DOCUMENT SECTION.
Provincial highway in Taiwan

Provincial Highway 12, named as Taiwan Boulevard (台灣大道) for its entire length, is a 23.2 km east–west highway that connects Port of Taichung in Wuqi with downtown Taichung City.

Highway 12 is one of the major thoroughfares of Taichung, connecting the historic downtown at Central District with its newer central business district in Xitun District. The road is also one of three that connect to National freeway 1 in Xitun. Between 2014 and 2015, the Taichung BRT ran on Highway 12 between Taichung railway station and Providence University in Shalu District, and there are plans to build a metro line at the BRT system's former course.

PROVIDED DATA.
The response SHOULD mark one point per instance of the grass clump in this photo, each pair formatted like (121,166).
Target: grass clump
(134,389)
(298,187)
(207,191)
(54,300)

STATED PROBLEM.
Answer these from the Highway 12 text:
1. How long is Provincial Highway 12?
2. Which district holds Taichung's historic downtown, and which holds its newer central business district?
3. Between which two stops did the Taichung BRT run on the highway?

ANSWER TO THIS EXERCISE.
1. 23.2 km
2. The historic downtown is in Central District, and the newer central business district is in Xitun District.
3. Between Taichung railway station and Providence University in Shalu District